• [Dataset excerpts]
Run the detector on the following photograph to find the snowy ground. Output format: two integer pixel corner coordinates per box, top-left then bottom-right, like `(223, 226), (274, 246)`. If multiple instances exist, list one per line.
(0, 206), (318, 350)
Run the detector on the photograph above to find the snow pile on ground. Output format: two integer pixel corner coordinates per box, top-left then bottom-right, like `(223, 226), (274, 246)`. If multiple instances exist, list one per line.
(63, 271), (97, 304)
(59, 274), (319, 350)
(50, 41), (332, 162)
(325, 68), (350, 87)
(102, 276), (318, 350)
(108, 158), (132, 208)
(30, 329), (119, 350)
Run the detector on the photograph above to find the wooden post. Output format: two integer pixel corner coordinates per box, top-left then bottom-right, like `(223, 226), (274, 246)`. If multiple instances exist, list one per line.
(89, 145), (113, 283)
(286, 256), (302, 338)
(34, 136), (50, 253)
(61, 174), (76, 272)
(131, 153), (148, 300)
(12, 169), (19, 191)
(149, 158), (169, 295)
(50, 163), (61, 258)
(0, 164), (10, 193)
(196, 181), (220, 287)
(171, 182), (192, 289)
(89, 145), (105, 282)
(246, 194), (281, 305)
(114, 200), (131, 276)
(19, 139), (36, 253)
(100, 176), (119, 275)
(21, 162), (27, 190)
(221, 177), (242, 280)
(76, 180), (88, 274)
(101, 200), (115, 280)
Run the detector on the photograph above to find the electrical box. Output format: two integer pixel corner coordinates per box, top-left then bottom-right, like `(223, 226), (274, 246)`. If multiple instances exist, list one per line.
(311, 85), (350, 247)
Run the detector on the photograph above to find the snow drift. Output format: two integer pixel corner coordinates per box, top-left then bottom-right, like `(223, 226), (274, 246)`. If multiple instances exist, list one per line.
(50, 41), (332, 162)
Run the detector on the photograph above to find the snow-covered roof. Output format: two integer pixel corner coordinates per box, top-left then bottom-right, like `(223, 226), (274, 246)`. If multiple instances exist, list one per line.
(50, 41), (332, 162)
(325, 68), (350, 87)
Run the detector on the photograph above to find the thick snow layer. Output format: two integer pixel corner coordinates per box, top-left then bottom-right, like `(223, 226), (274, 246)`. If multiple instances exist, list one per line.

• [Prompt] Put each line of the listing above into a numbered list, leaving out any blank lines.

• [Response]
1. Run the detector on the following photograph to find the snowy ground. Output format: two integer pixel corner coordinates per box, top-left then bottom-right, like `(223, 226), (274, 246)`. If multiple instances exist, list one per line.
2. (0, 206), (318, 350)
3. Run the detector on the photograph above to find the snow pile on ground. Output format: two integer pixel corner coordinates per box, top-left then bottom-right, like `(223, 226), (274, 246)`. If multiple instances exist, list one per line.
4. (63, 271), (97, 304)
5. (59, 274), (319, 350)
6. (50, 41), (332, 162)
7. (325, 68), (350, 87)
8. (102, 276), (318, 350)
9. (108, 158), (132, 208)
10. (30, 329), (119, 350)
11. Run the detector on the photograph above to find the wooden post. Output format: two integer pixel corner coordinates per box, top-left then bottom-right, like `(223, 226), (274, 246)`. If multiple instances exist, list one per line.
12. (89, 145), (113, 283)
13. (286, 256), (302, 338)
14. (34, 136), (50, 253)
15. (61, 174), (76, 272)
16. (131, 153), (148, 300)
17. (12, 169), (19, 191)
18. (149, 158), (169, 295)
19. (50, 163), (61, 258)
20. (0, 164), (10, 193)
21. (196, 181), (220, 287)
22. (171, 182), (192, 289)
23. (89, 145), (105, 282)
24. (246, 194), (281, 305)
25. (114, 200), (131, 276)
26. (19, 139), (36, 253)
27. (100, 176), (119, 275)
28. (21, 162), (27, 190)
29. (221, 177), (242, 280)
30. (76, 180), (88, 274)
31. (101, 200), (115, 280)
32. Run the detector on the photograph above to find the electrical box. Output format: two integer pixel corner coordinates per box, top-left then bottom-right, like `(223, 226), (274, 246)`. If multiple instances exist, list one per line.
33. (311, 85), (350, 247)
34. Run the detector on the photograph above to find the snow drift. Output format: two integer pixel corner coordinates per box, top-left then bottom-right, like `(223, 226), (274, 246)`. If multiple instances exist, list one per line.
35. (50, 41), (332, 162)
36. Run the detector on the photograph above to find the snow-covered roof. Output format: two integer pixel corner coordinates per box, top-left then bottom-right, like `(223, 226), (274, 246)`. If multiple instances exist, list one per line.
37. (50, 41), (332, 162)
38. (325, 68), (350, 87)
39. Run the detector on the photograph above to find the thick snow layer. Output format: two integer pixel corner coordinates per box, top-left then bottom-right, like `(223, 226), (274, 246)`. If multiple instances exist, list one per line.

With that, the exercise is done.